[Image point annotation entries]
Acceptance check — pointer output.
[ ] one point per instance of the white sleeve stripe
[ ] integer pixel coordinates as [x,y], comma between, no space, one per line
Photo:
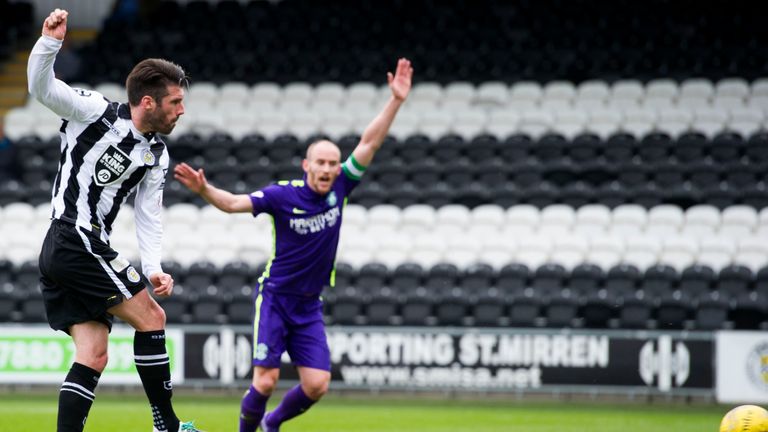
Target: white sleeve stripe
[80,393]
[357,173]
[167,361]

> **WORK REQUIRED**: Repeat every line above word for word, and leave the picture out of your answer.

> **RESULT OF THIS TASK**:
Acceptance check — pointer output.
[ ] one point per instance of the white sleeve stripe
[ ] integer pixel coordinates as [x,y], comma between, no space, one per line
Photo:
Target: white sleeve stripe
[80,393]
[357,173]
[167,361]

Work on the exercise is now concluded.